■ **Written problem**
Reproduce every line of the records below word for word.

==== Material shown

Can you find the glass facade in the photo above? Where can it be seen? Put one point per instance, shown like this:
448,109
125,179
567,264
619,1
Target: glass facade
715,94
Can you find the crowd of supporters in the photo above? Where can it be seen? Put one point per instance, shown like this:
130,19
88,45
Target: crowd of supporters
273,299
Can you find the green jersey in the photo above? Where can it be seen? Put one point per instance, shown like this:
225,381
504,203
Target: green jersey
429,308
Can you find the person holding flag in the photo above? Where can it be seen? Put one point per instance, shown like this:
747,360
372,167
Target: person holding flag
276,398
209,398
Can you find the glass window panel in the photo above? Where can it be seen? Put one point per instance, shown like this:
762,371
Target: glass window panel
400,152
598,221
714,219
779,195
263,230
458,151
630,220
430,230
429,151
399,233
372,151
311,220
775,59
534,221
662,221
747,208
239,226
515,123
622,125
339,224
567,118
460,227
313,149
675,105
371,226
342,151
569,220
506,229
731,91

========

■ **Full response**
Can you find the glass facade in the photo above? Where can it be seen? Put one point per instance, shown like this:
448,109
125,179
567,264
619,1
Target: glass facade
715,94
Can you find the crowd of supporters in the photo above? Where can it be seen? Put one point per instance, shown like this:
130,19
88,45
Target: crowd of supporters
273,299
Can you find the green jersey in the photo above? Where can it be seen? Put one point per instance, shown like this:
225,381
504,203
Target: green jersey
429,308
Can you find the person holding flag in the photo above? Where can it be seen? Put one point per instance, shown like this:
747,360
372,167
Target: person holding flag
276,398
209,398
Can you find the glass window panel in the photo above? Where can it be seen? Put one point per instance, shown like this:
762,371
Target: glass window panel
400,152
598,221
714,219
779,195
263,230
458,151
630,220
430,230
429,151
399,233
372,151
311,220
775,59
534,221
662,221
747,208
239,226
515,123
622,125
339,224
567,118
460,227
313,149
675,105
371,226
342,151
569,220
506,229
731,91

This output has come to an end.